● Exercise instructions
(A) Rewrite the article on Y-K Delta COVID-19 vaccinations between "But it has worked." and "home vaccination visits.", inclusive, changing "flu" to "influenza".
(B) In the article on Y-K Delta COVID-19 vaccinations, which two grocery stores does the Yukon-Kuskokwim Health Corporation offer vaccines at?

How the Y-K Delta became one of the nation’s COVID-19 vaccination leaders

A snowy road
The Yukon-Kuskokwim Delta region is leading the nation in COVID-19 vaccine distribution. In Bethel, community members can even receive a vaccine at the grocery store. (Katie Basile/KYUK)

The Yukon-Kuskokwim Delta once led the nation in COVID-19 case rates. But now, in a startling reversal, cases are dropping and the region is now helping lead the nation in vaccinations.

It’s possible Bethel is the only place in the U.S. where you can go to the store to pick up dinner and get a COVID-19 vaccine, no appointment needed.

The Yukon-Kuskokwim Health Corporation is offering vaccines at both the AC and Swanson’s grocery stores.

“I wasn’t even sure if it would work out logistically, or if people would even want that,” Dr. Ellen Hodges, YKHC Chief of Staff, said.

But it has worked. YKHC has offered flu vaccines in these stores before. Now, people are rolling up their sleeves for the COVID-19 vaccine right next to where they would buy household goods. The goal is to remove barriers and reach people who don’t want to go to the hospital, or don’t have the transportation to get there. YKHC is also making home vaccination visits.

“Especially if they’re a home-bound Elder, or they’re caring for a home-bound Elder who might be vaccinated and there’s other people in the home who need to be vaccinated,” Hodges said.

As vaccinations have increased, cases have dropped. The Yukon-Kuskokwim Delta’s case rate is 23 cases per 100,000 people. It was 12.5 times higher at its peak, when the case rate hit 300 cases per 100,000 people in November 2020.

More than three times as many people in the region have received both doses of a COVID-19 vaccine compared to the rest of the nation. That means 20% of the Yukon-Kuskokwim Delta population is fully vaccinated, compared to just 5.9% of the U.S. population, according to data from the YKHC and the Centers for Disease Control.

YKHC is also distributing the vaccine across the region. While much of the U.S. struggled to develop systems to disseminate the vaccine, the tribal health corporation already had one.

“We had the groundwork in place,” Hodges said. “We have been distributing vaccines to rural clinics for decades.”

Over those decades, YKHC had created the infrastructure needed to deploy a vaccine quickly and widely— before the pandemic began.

“To keep inventory straight, to get it shipped out, get people vaccinated, and get that information quickly back into the record,” Hodges said.

And YKHC had staff willing to do it.

“Hundreds of phone calls. Maybe at this point hundreds of flights out to do this,” Hodges said. “So just a very, very dedicated team of professionals.”

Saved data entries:
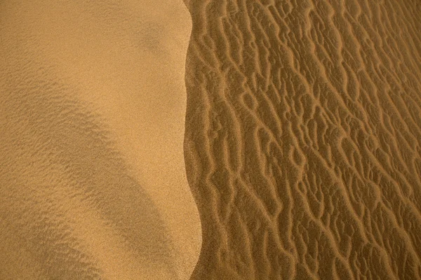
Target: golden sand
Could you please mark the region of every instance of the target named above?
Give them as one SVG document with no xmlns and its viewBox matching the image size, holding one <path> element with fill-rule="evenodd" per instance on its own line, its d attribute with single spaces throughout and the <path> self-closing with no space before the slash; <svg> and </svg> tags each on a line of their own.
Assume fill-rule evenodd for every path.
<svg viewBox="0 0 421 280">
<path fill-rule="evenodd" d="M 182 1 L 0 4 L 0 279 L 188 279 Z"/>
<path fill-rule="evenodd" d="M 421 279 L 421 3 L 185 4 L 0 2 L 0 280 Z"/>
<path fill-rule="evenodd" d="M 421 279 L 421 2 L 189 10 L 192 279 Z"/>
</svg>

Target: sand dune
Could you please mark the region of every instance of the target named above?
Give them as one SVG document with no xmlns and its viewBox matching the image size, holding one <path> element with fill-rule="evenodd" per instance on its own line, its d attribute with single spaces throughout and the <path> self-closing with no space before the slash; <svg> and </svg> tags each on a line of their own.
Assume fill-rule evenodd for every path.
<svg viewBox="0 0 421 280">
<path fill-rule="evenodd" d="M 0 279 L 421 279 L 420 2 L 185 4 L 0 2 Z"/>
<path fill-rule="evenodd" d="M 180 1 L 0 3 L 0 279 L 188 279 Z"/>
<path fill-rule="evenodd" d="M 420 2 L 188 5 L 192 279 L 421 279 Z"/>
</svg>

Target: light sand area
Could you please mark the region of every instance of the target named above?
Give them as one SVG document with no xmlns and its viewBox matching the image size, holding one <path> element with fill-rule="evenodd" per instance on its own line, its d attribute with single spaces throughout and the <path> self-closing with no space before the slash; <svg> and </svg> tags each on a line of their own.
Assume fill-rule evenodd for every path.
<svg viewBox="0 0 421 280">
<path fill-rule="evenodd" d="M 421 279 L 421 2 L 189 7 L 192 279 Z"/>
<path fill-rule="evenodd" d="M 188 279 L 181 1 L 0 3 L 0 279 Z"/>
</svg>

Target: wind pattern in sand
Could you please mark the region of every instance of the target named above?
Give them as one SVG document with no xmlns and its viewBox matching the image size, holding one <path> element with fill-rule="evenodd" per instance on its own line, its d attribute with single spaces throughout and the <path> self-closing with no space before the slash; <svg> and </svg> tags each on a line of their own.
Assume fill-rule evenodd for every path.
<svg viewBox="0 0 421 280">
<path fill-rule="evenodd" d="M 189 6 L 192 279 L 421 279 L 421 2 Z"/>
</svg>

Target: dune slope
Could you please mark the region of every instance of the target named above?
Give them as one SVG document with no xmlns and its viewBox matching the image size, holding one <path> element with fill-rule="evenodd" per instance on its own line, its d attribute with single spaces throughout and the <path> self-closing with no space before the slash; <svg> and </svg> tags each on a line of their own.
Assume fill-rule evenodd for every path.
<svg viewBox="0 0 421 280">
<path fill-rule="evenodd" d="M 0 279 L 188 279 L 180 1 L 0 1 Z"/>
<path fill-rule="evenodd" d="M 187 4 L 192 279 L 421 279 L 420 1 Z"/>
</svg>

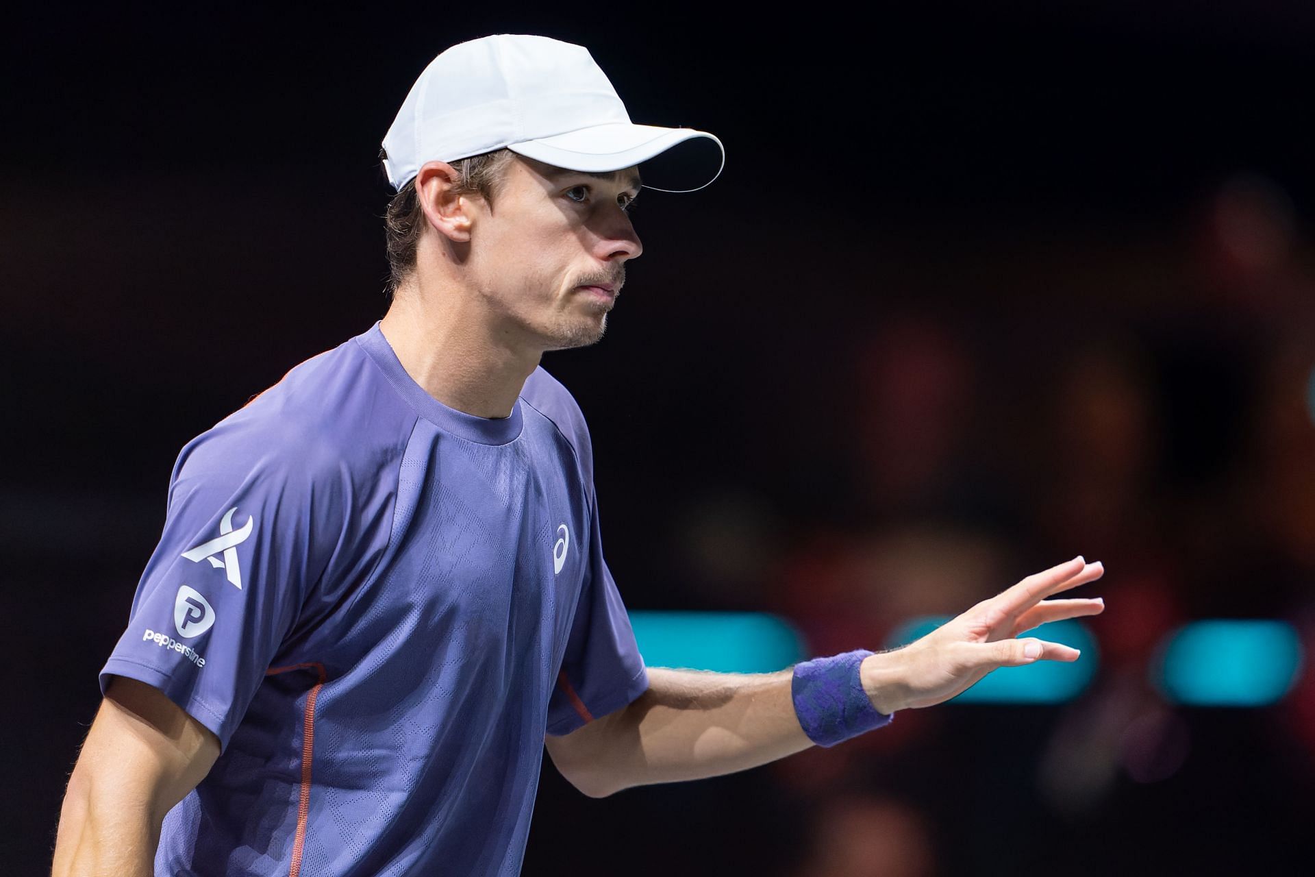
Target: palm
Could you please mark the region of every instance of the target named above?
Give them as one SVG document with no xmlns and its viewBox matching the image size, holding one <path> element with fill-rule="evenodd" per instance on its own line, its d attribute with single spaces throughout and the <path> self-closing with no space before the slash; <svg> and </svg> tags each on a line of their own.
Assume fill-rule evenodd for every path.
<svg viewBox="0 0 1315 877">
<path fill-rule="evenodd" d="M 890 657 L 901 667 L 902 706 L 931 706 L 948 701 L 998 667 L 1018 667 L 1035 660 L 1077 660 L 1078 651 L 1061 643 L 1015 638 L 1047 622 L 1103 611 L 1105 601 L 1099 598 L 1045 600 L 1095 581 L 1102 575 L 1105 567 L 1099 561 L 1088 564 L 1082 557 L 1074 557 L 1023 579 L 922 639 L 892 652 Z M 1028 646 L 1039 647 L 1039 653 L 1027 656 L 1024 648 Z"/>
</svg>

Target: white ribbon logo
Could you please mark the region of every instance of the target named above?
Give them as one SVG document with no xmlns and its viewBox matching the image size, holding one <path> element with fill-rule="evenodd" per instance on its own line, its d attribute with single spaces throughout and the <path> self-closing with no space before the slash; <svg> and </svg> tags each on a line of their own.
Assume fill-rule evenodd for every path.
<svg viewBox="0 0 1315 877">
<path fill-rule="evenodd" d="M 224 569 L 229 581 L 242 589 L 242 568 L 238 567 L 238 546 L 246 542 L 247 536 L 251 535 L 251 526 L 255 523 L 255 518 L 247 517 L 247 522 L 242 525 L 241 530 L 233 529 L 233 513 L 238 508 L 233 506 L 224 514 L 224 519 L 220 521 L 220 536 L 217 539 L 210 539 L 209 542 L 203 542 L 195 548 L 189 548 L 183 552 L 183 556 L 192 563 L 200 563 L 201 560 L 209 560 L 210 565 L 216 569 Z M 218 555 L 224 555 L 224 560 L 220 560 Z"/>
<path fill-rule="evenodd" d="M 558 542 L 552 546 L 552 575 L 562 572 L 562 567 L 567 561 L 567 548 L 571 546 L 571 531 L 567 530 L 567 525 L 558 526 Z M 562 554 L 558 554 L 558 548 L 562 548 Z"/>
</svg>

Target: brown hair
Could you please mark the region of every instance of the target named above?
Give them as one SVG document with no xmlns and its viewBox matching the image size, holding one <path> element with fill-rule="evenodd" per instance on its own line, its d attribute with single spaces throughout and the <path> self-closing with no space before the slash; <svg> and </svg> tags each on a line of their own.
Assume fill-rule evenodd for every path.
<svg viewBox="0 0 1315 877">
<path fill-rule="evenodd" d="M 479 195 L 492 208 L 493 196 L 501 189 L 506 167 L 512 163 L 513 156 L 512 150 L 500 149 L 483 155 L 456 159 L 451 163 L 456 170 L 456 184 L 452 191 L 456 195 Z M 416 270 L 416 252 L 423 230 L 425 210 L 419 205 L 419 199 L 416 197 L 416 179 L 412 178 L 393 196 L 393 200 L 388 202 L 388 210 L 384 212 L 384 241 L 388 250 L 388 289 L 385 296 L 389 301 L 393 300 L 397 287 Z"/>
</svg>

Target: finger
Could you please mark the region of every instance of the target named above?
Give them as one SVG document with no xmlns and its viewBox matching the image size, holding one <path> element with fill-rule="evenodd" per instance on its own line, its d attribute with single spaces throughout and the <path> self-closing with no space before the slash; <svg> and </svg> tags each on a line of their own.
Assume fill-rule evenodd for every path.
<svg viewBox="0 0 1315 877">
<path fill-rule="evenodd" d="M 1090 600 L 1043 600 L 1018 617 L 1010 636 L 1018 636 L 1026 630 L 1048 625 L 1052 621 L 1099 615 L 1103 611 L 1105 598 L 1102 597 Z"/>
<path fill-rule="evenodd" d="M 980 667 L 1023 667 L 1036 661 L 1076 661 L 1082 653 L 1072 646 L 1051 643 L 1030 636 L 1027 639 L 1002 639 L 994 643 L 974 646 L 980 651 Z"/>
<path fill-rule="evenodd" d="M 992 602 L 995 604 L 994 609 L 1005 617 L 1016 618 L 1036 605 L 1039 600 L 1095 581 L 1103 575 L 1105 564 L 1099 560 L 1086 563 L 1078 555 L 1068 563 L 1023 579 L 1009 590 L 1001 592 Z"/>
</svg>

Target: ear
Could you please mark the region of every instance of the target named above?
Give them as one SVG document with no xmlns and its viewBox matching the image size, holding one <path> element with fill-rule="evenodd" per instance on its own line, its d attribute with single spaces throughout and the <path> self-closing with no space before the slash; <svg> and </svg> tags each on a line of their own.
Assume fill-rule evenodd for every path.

● Answers to the exercises
(A)
But it has worked. YKHC has offered influenza vaccines in these stores before. Now, people are rolling up their sleeves for the COVID-19 vaccine right next to where they would buy household goods. The goal is to remove barriers and reach people who don’t want to go to the hospital, or don’t have the transportation to get there. YKHC is also making home vaccination visits.

(B) The AC and Swanson's grocery stores.